=== Assignment ===
What is the number of lines in this data that contain the word "else"? Give the number alone.

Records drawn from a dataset
——————————

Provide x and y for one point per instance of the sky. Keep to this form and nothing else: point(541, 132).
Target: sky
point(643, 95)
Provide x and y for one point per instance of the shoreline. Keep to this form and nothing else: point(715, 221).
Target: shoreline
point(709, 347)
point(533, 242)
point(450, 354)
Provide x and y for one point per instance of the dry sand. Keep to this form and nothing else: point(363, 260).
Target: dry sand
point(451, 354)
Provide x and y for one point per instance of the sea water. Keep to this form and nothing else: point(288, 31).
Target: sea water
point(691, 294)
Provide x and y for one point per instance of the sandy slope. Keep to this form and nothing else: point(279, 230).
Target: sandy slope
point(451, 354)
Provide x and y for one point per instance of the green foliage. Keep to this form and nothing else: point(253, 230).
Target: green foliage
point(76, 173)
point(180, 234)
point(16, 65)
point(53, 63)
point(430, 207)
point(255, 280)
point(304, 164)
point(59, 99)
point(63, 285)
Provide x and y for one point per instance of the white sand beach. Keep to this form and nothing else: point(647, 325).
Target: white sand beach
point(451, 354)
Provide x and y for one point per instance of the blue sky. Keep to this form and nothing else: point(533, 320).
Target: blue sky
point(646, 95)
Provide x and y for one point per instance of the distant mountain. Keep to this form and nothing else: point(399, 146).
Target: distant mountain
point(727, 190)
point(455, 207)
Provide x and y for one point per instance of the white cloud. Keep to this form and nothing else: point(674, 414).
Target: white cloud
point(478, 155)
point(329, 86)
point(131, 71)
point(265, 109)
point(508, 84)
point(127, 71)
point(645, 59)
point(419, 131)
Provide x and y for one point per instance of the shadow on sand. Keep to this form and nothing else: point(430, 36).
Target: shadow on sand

——————————

=== Answer box ===
11